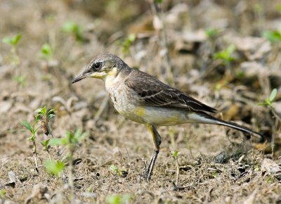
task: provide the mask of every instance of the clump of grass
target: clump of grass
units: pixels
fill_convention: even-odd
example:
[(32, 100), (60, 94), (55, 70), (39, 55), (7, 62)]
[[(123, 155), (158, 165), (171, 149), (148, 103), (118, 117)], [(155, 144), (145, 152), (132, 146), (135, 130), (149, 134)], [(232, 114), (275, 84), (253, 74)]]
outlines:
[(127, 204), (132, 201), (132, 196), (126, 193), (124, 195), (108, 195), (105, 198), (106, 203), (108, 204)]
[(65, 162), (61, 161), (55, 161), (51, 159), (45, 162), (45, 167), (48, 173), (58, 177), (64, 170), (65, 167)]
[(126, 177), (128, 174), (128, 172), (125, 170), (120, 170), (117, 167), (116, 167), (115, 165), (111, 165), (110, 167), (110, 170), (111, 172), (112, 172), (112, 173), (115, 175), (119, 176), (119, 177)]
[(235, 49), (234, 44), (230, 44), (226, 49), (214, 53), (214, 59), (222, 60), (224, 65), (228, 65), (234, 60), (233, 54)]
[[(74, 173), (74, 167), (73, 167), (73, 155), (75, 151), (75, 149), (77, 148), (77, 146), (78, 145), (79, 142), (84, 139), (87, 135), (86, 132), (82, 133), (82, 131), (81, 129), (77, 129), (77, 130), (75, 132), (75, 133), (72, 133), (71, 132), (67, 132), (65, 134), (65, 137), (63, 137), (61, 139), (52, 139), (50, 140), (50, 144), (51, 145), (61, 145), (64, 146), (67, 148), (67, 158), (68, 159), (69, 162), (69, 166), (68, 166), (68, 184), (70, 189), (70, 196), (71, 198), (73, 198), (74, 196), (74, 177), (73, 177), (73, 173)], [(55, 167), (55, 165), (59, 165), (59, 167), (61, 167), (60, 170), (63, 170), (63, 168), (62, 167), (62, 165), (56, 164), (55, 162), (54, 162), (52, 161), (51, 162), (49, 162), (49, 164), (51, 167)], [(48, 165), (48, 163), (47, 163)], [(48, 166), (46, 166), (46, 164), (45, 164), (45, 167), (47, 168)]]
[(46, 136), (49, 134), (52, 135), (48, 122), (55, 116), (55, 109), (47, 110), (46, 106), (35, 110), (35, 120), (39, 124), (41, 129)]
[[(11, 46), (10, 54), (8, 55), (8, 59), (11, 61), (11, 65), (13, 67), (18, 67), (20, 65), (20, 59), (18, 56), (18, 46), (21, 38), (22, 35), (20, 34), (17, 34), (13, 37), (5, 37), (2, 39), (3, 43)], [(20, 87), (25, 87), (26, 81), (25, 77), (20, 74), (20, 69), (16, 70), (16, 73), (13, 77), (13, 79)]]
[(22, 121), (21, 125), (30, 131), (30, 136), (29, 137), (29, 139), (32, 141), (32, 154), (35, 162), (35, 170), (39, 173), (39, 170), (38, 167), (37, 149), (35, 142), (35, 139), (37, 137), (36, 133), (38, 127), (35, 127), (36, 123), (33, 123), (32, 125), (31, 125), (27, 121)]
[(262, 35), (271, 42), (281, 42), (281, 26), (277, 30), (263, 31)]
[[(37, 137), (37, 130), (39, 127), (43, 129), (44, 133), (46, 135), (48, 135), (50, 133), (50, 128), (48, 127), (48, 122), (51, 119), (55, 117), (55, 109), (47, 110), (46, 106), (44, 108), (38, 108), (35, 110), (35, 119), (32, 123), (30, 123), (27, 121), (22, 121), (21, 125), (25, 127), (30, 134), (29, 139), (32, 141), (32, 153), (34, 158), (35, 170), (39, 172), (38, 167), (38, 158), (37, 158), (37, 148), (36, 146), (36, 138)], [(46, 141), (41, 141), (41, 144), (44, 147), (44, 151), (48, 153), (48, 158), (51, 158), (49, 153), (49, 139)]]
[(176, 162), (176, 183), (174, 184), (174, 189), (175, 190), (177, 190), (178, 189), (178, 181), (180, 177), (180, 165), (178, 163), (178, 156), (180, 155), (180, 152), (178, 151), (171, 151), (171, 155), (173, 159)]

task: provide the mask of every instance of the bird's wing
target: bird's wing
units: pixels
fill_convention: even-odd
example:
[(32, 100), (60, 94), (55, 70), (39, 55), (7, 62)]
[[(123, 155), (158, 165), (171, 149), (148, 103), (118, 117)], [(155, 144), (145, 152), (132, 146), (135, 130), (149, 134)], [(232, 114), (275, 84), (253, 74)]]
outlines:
____
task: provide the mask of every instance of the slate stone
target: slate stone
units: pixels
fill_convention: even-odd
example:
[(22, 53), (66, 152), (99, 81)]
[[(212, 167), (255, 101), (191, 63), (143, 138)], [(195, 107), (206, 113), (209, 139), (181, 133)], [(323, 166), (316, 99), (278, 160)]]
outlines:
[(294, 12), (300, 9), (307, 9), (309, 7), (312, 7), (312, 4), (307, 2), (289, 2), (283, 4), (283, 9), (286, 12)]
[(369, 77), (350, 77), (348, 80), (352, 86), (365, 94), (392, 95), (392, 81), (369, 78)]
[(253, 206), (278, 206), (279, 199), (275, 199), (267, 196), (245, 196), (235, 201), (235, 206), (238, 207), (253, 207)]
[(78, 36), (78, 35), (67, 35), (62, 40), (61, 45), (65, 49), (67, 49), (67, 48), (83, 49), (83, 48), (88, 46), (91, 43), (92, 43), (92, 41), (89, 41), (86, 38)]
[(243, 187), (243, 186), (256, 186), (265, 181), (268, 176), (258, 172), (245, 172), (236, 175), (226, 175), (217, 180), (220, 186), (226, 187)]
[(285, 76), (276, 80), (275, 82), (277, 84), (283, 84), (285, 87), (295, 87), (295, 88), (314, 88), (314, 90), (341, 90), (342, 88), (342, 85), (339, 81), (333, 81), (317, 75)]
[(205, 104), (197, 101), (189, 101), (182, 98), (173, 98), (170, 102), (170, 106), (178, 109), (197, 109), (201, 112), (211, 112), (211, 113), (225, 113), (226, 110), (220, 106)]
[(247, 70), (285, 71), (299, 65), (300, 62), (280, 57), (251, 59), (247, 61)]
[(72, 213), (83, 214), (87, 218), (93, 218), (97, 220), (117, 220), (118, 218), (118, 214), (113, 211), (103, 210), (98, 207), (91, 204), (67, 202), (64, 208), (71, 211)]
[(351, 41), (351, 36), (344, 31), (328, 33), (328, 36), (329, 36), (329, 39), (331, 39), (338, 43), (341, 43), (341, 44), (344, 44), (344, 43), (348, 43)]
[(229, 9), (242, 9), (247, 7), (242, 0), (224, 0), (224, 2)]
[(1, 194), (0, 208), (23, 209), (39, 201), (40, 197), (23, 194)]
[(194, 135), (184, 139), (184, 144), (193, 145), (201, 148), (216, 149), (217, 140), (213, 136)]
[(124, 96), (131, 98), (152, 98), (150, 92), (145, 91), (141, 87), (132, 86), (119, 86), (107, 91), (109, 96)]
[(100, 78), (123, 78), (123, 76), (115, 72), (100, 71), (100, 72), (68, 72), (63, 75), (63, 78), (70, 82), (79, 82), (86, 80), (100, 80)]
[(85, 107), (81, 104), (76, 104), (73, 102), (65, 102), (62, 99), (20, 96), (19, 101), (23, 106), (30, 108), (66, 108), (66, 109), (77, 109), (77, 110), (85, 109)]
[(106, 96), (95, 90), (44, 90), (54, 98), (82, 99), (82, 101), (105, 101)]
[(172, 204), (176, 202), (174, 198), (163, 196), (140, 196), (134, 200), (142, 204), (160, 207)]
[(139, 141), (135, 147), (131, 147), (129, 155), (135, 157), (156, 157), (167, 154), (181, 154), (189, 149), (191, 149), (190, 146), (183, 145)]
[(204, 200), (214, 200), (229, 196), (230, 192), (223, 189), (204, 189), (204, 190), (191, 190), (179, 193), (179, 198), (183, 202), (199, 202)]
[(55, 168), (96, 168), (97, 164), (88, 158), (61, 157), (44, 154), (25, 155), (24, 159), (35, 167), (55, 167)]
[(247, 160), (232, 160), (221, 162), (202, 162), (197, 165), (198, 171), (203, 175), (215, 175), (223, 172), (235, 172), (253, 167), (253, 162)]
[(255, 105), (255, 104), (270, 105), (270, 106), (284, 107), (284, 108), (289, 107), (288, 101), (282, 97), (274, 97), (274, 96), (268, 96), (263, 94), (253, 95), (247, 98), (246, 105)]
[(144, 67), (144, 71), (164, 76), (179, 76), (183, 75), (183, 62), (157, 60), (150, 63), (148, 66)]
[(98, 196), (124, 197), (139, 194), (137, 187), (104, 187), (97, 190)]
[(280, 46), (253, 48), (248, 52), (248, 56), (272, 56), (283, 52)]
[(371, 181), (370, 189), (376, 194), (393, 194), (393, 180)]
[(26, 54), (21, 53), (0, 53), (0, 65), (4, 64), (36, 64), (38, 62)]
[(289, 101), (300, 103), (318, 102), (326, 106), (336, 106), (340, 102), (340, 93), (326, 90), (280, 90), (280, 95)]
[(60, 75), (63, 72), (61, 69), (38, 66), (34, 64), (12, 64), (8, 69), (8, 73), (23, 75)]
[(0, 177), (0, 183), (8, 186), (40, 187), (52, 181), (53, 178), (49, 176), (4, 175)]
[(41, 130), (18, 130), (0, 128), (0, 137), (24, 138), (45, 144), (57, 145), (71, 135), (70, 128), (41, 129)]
____
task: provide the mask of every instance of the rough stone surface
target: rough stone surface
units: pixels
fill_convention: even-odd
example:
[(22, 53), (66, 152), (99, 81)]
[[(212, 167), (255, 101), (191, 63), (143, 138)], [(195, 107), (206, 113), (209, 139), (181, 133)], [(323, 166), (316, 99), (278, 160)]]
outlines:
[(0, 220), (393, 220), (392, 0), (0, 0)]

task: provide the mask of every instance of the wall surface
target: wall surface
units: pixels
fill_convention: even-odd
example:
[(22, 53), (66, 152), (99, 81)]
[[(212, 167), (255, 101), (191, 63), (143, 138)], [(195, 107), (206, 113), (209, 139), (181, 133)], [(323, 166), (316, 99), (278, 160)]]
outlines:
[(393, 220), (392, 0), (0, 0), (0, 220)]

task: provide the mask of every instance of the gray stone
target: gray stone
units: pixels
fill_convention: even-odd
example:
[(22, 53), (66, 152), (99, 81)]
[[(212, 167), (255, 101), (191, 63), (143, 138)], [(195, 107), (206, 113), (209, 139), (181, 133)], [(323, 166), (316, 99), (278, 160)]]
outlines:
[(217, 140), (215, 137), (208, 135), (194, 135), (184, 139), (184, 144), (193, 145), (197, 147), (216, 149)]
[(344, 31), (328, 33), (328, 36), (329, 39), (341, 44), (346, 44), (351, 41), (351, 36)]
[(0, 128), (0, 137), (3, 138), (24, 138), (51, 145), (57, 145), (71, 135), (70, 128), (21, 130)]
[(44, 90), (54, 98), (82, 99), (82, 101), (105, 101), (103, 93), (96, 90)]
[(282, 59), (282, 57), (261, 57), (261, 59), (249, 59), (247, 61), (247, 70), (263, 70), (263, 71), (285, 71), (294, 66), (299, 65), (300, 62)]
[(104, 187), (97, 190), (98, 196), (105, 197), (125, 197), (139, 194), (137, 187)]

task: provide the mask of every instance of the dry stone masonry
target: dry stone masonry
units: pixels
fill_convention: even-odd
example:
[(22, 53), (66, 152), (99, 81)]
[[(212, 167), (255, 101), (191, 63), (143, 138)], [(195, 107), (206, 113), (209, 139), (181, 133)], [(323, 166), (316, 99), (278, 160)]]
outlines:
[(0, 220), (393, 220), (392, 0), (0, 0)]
____
課題文
「task: provide the mask of every instance of the slate」を含む行から「208), (71, 211)]」を含む行まで（両端を含む）のデータだけを、指示の行も含めてもう一度書き出してください。その際、輪郭の座標の数値はすべて58を足してずらし、例の座標はそのまま残す。

完成した解答
task: provide the mask of every instance of the slate stone
target: slate stone
units: pixels
fill_convention: even-odd
example:
[(22, 53), (66, 152), (99, 81)]
[[(212, 167), (255, 101), (191, 63), (143, 138)], [(195, 107), (206, 113), (209, 139), (181, 133)], [(323, 166), (316, 99), (278, 160)]]
outlines:
[(352, 70), (358, 67), (365, 67), (367, 65), (370, 65), (370, 62), (365, 60), (347, 60), (341, 62), (341, 67), (344, 70)]
[(427, 135), (408, 135), (406, 138), (410, 144), (423, 152), (450, 153), (450, 139), (427, 136)]
[(311, 264), (336, 264), (337, 257), (333, 257), (325, 254), (303, 254), (293, 259), (293, 264), (296, 265), (311, 265)]
[(136, 94), (136, 93), (125, 93), (120, 98), (119, 103), (123, 107), (125, 107), (125, 106), (141, 107), (141, 106), (146, 104), (149, 101), (150, 101), (150, 99), (147, 99), (144, 96)]
[(301, 245), (301, 244), (314, 244), (323, 239), (326, 234), (316, 230), (303, 230), (294, 233), (284, 233), (275, 238), (278, 244), (284, 245)]
[(343, 134), (334, 138), (333, 140), (335, 142), (341, 142), (343, 145), (353, 145), (353, 146), (372, 146), (372, 148), (399, 148), (400, 146), (400, 143), (397, 139), (391, 139), (375, 133)]
[(263, 162), (255, 159), (247, 159), (240, 156), (231, 156), (228, 160), (228, 164), (236, 167), (255, 167), (259, 170), (269, 170), (269, 171), (283, 171), (284, 168), (278, 164)]
[(305, 128), (343, 129), (357, 123), (358, 120), (338, 115), (309, 117), (305, 119)]
[(130, 271), (141, 272), (145, 276), (151, 276), (155, 278), (175, 278), (176, 276), (176, 272), (171, 269), (161, 268), (156, 265), (149, 262), (125, 260), (122, 266), (129, 269)]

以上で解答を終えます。